▶ **Text block**

Can I use non-default datatype as argument for functions in 1 line?

Question

I think the title of question is little bit confusing, so I'll explain that.

Let's see this very simple code.

#include <iostream>

class C {
public:
    int val;

    C(){
        val = 2;
    }

    void changeVal(int i){
        val = i;
    }

};

void printout(int val){
    std::cout << "int val : " << val << std::endl;
}

void printout(C c){
    std::cout << "class val : " << c.val << std::endl;
}

int main()
{
    C c;
    printout(1);
    printout(c);    

    //printout(C());    // ok, I can understand it.
    //printout(C().changeVal(0)); /// ?????
    return 0;
}

As you can see, function 'printout' is for printing out the input argument. My question is, when I use the int value(default datatype), then I just put in the function real number '1', however, when I use my class instance('class C'), then I have to declare my class instance before the function.

▶ **Given material**
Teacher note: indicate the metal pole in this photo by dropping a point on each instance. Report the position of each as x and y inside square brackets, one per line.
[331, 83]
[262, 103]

▶ **Task statement**
Reproduce the C++ question about passing a class instance to the printout function word for word, from its title through its final sentence.

▶ **Answer to this task**
Can I use non-default datatype as argument for functions in 1 line?

Question

I think the title of question is little bit confusing, so I'll explain that.

Let's see this very simple code.

#include <iostream>

class C {
public:
    int val;

    C(){
        val = 2;
    }

    void changeVal(int i){
        val = i;
    }

};

void printout(int val){
    std::cout << "int val : " << val << std::endl;
}

void printout(C c){
    std::cout << "class val : " << c.val << std::endl;
}

int main()
{
    C c;
    printout(1);
    printout(c);    

    //printout(C());    // ok, I can understand it.
    //printout(C().changeVal(0)); /// ?????
    return 0;
}

As you can see, function 'printout' is for printing out the input argument. My question is, when I use the int value(default datatype), then I just put in the function real number '1', however, when I use my class instance('class C'), then I have to declare my class instance before the function.